= Hans Bos =

Dutch biochemist and cancer researcher

Johannes Lukas "Hans" Bos (born 16 June 1950) is a Dutch biochemist and cancer researcher. He has been a professor of physiological chemistry at Utrecht University since 1991. He is also employed by the University Medical Center Utrecht.

==Career==
Bos was born in Vlaardingen on 16 June 1950. He studied biochemistry at the Vrije Universiteit Amsterdam between 1969 and 1975. In 1980 Bos obtained his title of Doctor at the University of Amsterdam under Piet Borst, with a thesis titled: "Structural analysis of yeast mitochondrial DNA. The region of the 21S ribosomal RNA gene". He then started working under Alex van der Eb at Leiden University. In 1984 Bos started research on Ras mutations. In 1986 Bos became a lector at Leiden University. In 1991 he was appointed professor of physiological chemistry at Utrecht University.

Exercise set:
1. List every distinct year that the Hans Bos biography mentions.
2. Pick up the Hans Bos biography after its final sentence and write the paragraph that follows.

Dataset excerpts:
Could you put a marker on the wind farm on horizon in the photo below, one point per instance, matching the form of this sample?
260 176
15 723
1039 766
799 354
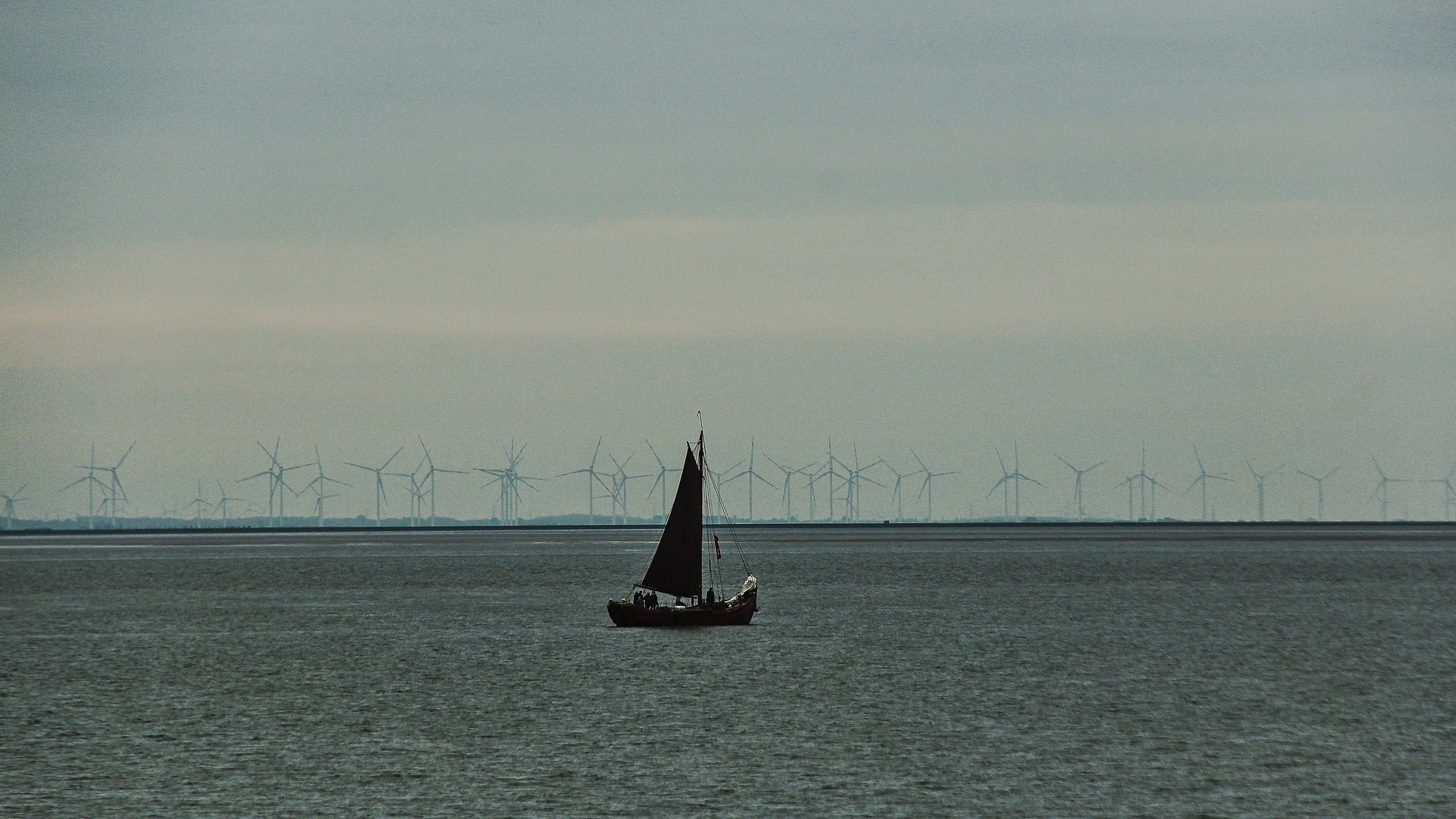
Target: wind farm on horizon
839 485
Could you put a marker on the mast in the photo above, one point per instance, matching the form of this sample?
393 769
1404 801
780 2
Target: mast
678 566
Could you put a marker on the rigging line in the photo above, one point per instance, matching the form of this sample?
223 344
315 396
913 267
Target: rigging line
722 509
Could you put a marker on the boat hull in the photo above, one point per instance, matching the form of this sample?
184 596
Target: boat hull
737 613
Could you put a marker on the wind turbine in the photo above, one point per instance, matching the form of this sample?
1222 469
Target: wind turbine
510 482
221 504
91 488
810 480
1258 483
417 493
593 479
619 485
1076 484
1383 488
752 477
430 477
277 480
115 483
1451 491
1152 496
662 479
853 477
926 487
197 507
1320 490
9 504
1013 477
321 485
1201 482
896 494
379 484
1129 484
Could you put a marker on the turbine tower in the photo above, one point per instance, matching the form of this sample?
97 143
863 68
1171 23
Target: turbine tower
1076 484
788 485
115 488
430 477
417 493
321 485
277 479
852 480
512 483
896 493
1320 490
662 479
926 488
11 499
1013 477
379 484
810 480
1258 484
221 504
91 488
1451 491
1383 488
197 507
593 479
1201 482
752 477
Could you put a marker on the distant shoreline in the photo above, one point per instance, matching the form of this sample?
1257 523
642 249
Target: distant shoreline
977 531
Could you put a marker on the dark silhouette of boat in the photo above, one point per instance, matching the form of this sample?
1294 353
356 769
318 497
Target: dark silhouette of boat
678 566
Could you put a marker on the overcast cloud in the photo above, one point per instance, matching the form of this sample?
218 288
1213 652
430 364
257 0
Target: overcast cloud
1217 223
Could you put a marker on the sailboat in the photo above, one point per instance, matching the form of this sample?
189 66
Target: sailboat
678 566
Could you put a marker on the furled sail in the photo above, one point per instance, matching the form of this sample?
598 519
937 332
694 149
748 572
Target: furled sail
678 567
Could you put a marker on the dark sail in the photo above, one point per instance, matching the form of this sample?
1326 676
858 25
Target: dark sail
678 567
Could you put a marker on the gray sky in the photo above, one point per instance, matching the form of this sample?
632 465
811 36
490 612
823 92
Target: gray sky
938 228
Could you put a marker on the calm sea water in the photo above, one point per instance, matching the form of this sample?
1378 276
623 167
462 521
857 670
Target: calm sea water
902 673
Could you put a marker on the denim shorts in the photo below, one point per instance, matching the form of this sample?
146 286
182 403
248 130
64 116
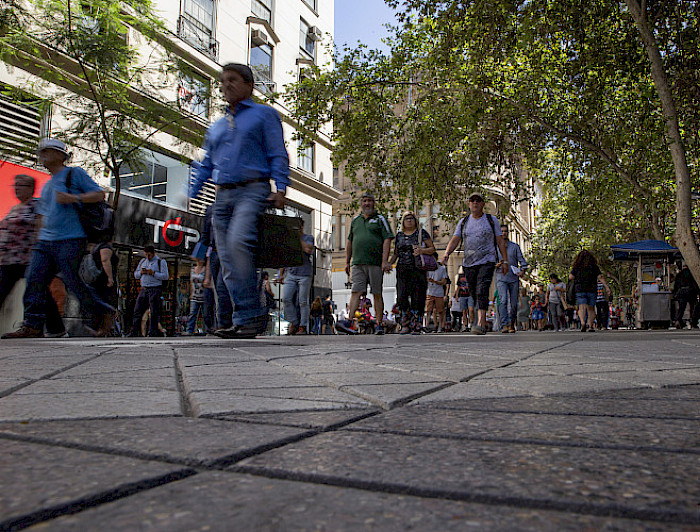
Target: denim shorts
586 298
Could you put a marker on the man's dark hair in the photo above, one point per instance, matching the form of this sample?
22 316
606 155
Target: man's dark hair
244 70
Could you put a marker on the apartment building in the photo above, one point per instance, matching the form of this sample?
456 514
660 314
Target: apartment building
278 39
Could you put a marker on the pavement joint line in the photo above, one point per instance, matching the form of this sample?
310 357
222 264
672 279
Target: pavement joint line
186 405
91 501
51 374
528 441
604 510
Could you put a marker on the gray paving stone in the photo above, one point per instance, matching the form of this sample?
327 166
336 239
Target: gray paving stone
18 407
640 480
226 501
552 428
38 477
187 440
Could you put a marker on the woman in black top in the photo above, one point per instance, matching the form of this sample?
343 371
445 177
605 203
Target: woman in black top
411 283
586 274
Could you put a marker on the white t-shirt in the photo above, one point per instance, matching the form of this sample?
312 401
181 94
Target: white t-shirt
437 290
478 240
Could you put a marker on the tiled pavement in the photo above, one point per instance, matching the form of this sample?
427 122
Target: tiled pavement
533 431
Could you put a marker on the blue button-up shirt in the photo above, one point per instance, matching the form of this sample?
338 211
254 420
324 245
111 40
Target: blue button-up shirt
515 258
245 145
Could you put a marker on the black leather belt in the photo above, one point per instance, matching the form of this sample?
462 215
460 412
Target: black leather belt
230 186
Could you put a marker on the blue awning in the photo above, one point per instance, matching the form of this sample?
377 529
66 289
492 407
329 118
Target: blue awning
645 249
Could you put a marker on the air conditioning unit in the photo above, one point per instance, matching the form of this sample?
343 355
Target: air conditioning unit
315 34
258 37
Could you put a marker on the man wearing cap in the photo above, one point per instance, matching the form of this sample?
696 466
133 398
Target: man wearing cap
151 271
62 241
367 258
482 239
244 151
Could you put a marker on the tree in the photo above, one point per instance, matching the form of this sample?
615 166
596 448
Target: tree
114 96
496 85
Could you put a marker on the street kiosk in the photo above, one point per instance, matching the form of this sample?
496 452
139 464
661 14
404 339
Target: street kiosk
653 259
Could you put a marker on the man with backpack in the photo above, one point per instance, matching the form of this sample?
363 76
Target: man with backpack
61 242
482 238
151 271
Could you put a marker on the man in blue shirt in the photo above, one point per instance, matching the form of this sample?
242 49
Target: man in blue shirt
61 243
297 286
151 271
244 151
508 284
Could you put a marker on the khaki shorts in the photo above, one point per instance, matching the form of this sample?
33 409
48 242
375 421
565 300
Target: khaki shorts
361 274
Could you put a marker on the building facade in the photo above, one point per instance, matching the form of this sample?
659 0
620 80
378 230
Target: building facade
278 39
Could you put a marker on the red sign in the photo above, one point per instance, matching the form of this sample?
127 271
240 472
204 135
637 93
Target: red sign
8 171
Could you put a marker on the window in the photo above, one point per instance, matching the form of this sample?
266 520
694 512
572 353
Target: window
261 65
193 94
307 46
262 9
196 25
305 157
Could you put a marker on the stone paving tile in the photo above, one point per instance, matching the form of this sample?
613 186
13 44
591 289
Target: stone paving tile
551 428
309 420
226 501
18 407
38 477
640 480
598 405
187 440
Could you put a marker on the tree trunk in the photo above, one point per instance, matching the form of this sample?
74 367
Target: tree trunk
684 238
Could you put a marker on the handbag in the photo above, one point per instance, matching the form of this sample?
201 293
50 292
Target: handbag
424 262
279 241
97 219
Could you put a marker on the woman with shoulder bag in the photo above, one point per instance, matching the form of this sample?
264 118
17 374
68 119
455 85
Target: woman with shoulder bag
411 282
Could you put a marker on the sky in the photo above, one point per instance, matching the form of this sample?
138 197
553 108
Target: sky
362 20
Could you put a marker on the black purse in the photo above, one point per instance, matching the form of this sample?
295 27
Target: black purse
97 219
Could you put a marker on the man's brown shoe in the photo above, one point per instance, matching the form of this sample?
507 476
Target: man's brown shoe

Responses per task:
1. The Hans Bos biography mentions seven distinct years: 1950, 1969, 1975, 1980, 1984, 1986 and 1991.

2.
In 2013 the Dutch Cancer Society presented an international "Dream Team" on cancer research, the team was led by Bos and Hans Clevers. In 2015 Dutch newspaper de Volkskrant announced that Bos was the Dutch researcher who obtained most funds in the Netherlands during the previous ten years, obtaining over 31 million euro.

==Honours and distinctions==
Bos was elected a member of the European Molecular Biology Organization in 1996. He was elected a member of the Royal Netherlands Academy of Arts and Sciences in 2006. In 2014 Bos won the Josephine Nefkens Prize for Cancer Research.